| Directions for this task |
The copy you produce must hold every record exactly, and none of the images.

Saved entries:
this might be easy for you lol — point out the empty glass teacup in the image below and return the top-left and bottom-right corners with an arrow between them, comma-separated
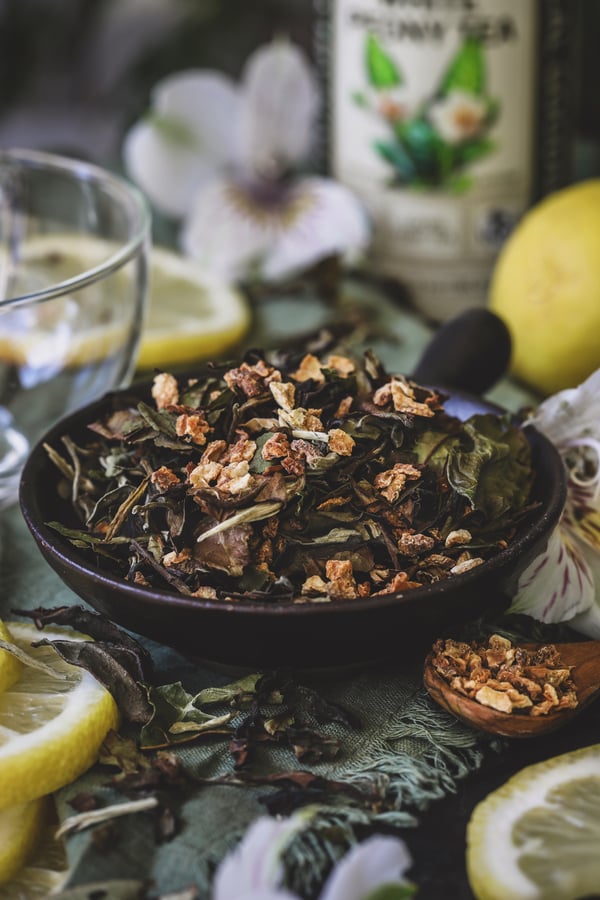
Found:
0,148 -> 150,508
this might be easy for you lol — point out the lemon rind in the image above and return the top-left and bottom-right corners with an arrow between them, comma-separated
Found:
467,744 -> 600,900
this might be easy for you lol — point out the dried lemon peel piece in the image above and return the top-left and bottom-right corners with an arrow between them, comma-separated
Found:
431,635 -> 578,717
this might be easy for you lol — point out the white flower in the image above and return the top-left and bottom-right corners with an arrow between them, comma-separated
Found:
124,40 -> 370,282
428,89 -> 487,145
212,816 -> 301,900
510,368 -> 600,636
212,812 -> 414,900
319,835 -> 413,900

| Exercise answer |
this might be easy for you lol — point out the empty glass teacup in the image below and return the top-left and bottom-right corners with an arrow between them, comma-separated
Found:
0,148 -> 150,508
this might be easy for you lol — point out the lemon rind in the image above and return the top-left and bottom-right corners with an arrow between them, comma-separated
Found:
467,744 -> 600,900
this might be easy for you lol — point out the dried lemon peel piece in the image above and return the top-left and bottom-right corners with an arrow between them, comma-separated
Found:
431,635 -> 578,717
this might be easy for you lol — point out the white flower in the image above and return the top-left and bottom-right corners with an arrow between them, comma-separated
Found:
124,40 -> 370,282
428,89 -> 487,145
212,816 -> 301,900
510,368 -> 600,636
212,812 -> 414,900
319,835 -> 413,900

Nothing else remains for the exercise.